## Problems to solve
1. Answer these questions from the abstract below on ATF perfusion for influenza A virus production, using one line per answer and marking each with its letter:
(a) Which two suspension cell lines were evaluated?
(b) At what cell concentration were the batch cultivations performed?
(c) Which membrane cut-off, used with AGE1.CR cells, produced a lower cell-specific yield, and what was that yield?
2. List every membrane cut-off that the abstract below on ATF perfusion for influenza A virus production says was tested.

## Passage provided
☆ ☆ ☆
High cell density cultivations by alternating tangential flow (ATF) perfusion for influenza A virus production using suspension cells.

High cell densities in animal cell culture can be obtained by continuous perfusion of fresh culture medium across hollow fiber membranes that retain the cells. Careful selection of the membrane type and cut-off allows to control accumulation of target molecules and removal of low molecular weight compounds. In this report, perfusion with the scalable ATF (alternating tangential filtration, Refine Technology) system was evaluated for two suspension cell lines, the avian cell line AGE1.CR and the human cell line CAP. Both were cultivated in chemically defined media optimized for batch cell growth in a 1L stirred tank bioreactor connected to the smallest ATF unit (ATF2) and infected with cell line-adapted human influenza A virus (A/PR/8/34 (H1N1), typical diameter: 80-100 nm). At concentrations of about 25 million cells/mL three different membrane cut-offs (50 kDa, 0.2 μm and 0.5 μm) were tested and compared to batch cultivations performed at 5 million cells/mL. For medium and large cut-offs no cell-density effect could be observed with cell-specific virus yields of 1428-1708 virions/AGE1.CR cell (infected with moi 0.001) and 1883-4086 virions/CAP cell (moi of 0.025) compared to 1292 virions/AGE1.CR cell and 3883 virions/CAP cell in batch cultures. Even at a concentration of 48 million AGE1.CR cells/mL (cut-off: 0.2 μm) a cell-specific yield of 1266 virions/cell was reached. Only for the small cut-off (50 kDa) used with AGE1.CR cells a decrease in cell-specific yield was measured with 518 virions/cell. Surprisingly, the ratio of infectious to total virions seemed to be increased in ATF compared to batch cultures. AGE1.CR cell-derived virus particles were present in the permeate (0.2 and 0.5 μm cut-off), whereas CAP cell-derived virions were not, suggesting possible differences in morphology, aggregation or membrane properties of the virions released by the two cell lines. To our knowledge, this is the first study that illustrates the potential of ATF-based perfusion of chemically defined media across cell-retaining membranes for production of an influenza A vaccine.
☆ ☆ ☆
## Dataset records
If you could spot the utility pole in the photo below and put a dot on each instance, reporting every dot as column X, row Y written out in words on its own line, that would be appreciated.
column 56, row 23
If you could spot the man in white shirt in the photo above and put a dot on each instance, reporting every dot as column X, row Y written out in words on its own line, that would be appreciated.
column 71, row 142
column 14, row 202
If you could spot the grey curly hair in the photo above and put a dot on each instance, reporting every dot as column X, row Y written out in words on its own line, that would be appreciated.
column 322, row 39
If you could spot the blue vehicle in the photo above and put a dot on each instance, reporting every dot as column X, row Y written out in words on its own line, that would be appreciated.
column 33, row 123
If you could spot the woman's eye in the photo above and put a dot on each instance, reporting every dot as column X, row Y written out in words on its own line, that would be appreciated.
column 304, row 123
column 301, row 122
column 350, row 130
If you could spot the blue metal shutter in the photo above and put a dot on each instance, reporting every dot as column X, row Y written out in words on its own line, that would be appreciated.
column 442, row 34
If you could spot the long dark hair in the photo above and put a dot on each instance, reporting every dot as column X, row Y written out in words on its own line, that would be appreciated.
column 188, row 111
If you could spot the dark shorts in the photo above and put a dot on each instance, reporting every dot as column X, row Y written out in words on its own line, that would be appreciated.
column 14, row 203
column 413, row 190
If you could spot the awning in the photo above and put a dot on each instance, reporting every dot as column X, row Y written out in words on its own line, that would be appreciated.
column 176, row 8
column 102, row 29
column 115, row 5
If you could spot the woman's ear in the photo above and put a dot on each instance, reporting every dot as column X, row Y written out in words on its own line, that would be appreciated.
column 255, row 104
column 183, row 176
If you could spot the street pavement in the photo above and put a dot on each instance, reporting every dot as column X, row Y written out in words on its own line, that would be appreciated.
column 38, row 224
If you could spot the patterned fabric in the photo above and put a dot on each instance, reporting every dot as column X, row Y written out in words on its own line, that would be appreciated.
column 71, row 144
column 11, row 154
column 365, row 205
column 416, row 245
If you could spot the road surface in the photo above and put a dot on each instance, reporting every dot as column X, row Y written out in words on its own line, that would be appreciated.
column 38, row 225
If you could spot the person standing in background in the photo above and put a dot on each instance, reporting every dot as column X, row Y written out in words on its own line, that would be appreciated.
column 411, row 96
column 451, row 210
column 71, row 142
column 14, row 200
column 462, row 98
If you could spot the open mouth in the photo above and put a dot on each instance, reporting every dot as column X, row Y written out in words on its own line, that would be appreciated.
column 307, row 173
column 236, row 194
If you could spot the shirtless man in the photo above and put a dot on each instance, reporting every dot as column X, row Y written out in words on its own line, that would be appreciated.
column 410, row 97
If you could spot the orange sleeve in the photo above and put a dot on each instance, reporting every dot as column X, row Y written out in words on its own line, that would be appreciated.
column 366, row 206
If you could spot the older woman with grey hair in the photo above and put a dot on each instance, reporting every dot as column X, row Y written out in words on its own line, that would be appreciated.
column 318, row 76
☆ ☆ ☆
## Task-by-task outputs
1.
(a) The avian cell line AGE1.CR and the human cell line CAP.
(b) 5 million cells/mL.
(c) The 50 kDa cut-off, with 518 virions/cell.

2.
50 kDa
0.2 μm
0.5 μm